* **Excerpt provided**
▬▬▬

1. Conan Visits A Pawn Shop

Conan Visits A Pawn Shop

Conan wants to make some extra scratch by pawning off some props & isn't afraid to use his assistant Sona as leverage.


I'm at the Hollywood pawnshop in Glendale, California.
Over the years I've built up a lot of memorabilia.
I thought I would come here in person, see if I can't trade some of it in and make a lot of money.
Because I'm told there's no way to do this over the Internet.
What is your name?
SARKUS: Sarkus.
CONAN: Sarkus.
JACK: Jack.
SARKUS: This is my brother.
CONAN: This is your brother?
Where are you from?
SARKUS: Armenia.
CONAN: Very nice.
I love Armenia.
SARKUS: Have you ever been there?
Don't worry about it.
I just said I loved it to be polite.
JACK: Go visit there, but don't stay too long.
CONAN: Really?

▬▬▬

[Point labeling examples]
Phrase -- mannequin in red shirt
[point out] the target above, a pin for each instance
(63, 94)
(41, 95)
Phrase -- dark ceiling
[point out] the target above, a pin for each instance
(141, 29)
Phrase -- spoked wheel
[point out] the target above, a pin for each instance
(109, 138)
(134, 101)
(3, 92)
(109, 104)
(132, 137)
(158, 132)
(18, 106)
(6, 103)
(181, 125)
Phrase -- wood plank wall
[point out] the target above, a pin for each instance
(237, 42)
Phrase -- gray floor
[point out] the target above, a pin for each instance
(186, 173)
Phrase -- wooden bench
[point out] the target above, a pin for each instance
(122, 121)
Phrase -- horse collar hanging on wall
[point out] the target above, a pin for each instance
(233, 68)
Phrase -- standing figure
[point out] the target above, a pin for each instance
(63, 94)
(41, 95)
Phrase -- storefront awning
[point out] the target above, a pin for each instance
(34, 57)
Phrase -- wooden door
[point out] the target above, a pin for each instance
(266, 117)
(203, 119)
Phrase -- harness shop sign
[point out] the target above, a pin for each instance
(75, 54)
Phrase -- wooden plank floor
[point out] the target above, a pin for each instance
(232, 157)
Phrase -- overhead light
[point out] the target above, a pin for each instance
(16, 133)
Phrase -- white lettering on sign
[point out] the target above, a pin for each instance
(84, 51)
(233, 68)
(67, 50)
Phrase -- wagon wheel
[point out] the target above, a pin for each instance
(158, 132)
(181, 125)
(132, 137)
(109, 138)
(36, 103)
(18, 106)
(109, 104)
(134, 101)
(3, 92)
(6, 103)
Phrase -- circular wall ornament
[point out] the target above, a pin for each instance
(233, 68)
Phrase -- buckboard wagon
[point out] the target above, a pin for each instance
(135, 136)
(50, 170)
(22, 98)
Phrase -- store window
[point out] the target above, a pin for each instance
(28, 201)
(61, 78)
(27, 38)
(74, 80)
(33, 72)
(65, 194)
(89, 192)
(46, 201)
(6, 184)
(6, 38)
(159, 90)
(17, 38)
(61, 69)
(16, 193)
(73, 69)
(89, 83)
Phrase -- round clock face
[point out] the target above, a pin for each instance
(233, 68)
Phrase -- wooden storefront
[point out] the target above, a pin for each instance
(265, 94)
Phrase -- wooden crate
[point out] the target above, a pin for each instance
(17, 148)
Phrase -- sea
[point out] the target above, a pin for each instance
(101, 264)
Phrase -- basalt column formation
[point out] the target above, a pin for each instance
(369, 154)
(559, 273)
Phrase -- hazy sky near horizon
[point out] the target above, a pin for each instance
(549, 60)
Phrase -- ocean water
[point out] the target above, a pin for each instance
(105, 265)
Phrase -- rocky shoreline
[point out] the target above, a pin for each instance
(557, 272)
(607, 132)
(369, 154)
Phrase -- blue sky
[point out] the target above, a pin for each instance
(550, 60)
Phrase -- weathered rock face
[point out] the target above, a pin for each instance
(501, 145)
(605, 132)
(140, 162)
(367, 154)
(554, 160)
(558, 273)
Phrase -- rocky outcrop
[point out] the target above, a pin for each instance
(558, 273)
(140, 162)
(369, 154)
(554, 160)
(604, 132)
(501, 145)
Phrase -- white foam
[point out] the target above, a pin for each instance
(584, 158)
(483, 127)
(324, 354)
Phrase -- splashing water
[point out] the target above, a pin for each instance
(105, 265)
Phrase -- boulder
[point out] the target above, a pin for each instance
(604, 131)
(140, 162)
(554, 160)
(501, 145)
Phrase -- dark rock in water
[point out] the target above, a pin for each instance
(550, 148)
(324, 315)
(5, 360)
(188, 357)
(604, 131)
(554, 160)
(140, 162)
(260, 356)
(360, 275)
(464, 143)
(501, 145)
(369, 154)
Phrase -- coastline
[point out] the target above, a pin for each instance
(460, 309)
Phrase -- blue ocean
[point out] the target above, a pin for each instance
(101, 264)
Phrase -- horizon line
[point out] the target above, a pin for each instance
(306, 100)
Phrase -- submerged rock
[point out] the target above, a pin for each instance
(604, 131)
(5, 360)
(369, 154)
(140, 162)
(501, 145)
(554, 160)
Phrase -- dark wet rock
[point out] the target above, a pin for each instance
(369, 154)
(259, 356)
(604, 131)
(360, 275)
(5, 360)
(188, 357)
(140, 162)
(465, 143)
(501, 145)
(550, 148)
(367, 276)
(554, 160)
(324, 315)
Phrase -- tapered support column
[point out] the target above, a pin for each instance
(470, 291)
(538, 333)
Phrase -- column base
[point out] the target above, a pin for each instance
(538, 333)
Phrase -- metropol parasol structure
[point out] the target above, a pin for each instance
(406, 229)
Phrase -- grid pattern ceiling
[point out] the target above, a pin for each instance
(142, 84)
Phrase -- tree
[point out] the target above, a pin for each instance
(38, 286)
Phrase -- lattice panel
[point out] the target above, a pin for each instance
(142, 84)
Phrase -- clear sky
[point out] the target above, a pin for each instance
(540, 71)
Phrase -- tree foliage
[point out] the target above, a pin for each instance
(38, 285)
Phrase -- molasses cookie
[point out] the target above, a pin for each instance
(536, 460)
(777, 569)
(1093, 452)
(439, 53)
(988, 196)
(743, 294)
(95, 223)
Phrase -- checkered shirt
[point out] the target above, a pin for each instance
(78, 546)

▬▬▬

* **What this exercise asks**
(1) Shorten the paragraph of the pawn shop transcript that begins "Conan wants to make some extra scratch" into a single brief sentence, keeping its main facts.
(2) According to the pawn shop transcript, where is Sarkus from?
(3) Resume the pawn shop transcript from the line "Really?"

* **Expected outputs**
(1) Conan plans to pawn some props for extra money and will use his assistant Sona as leverage.

(2) Armenia.

(3)
What happens if I stay too long.
JACK: Not safe.
CONAN: Do you work for the Armenian tourism?
Visit but don't stay too long, it's not safe.
Guess what? My assistant is Armenian.
Sona, maybe you can tell them what it's like working for me, for Conan owe Brian.
Maybe you can tell them in Armenian.
SONA: He is an awful, awful man whose buffoonary tortures me on a daily basis.
I know embarrassing secrets of his life that I will use to plaque mail him and get a lot of money.
That's the only reason I wock for this white -- will use to blackmail him.
That's the only reason I work for this white devil.
CONAN: I'm a celebrity.
I thought I could pawn some of my memorabilia here tonight and make some money.
Conan O'Brien head shot.
JACK: Sign it?
CONAN: Sure.
I'll sign it.
CONAN: How much?
JACK: $25.
CONAN: $25? But it's got my signature. What if I write something on it?
What if I admit to a murder?
If I say, yes, I did commit that murder.
You'll never catch me, Conan O'Brien.
That's a document.
It's proof of a murder.
JACK Probably $100 more.
Give me a pen.
I committed murder.
How much?
JACK: $125.
CONAN: Really?
That's all I get for my signed confession of murder?
Conan O'Brien, G.I. Joe.
G.I. Joe made by this G.I. Joe factory.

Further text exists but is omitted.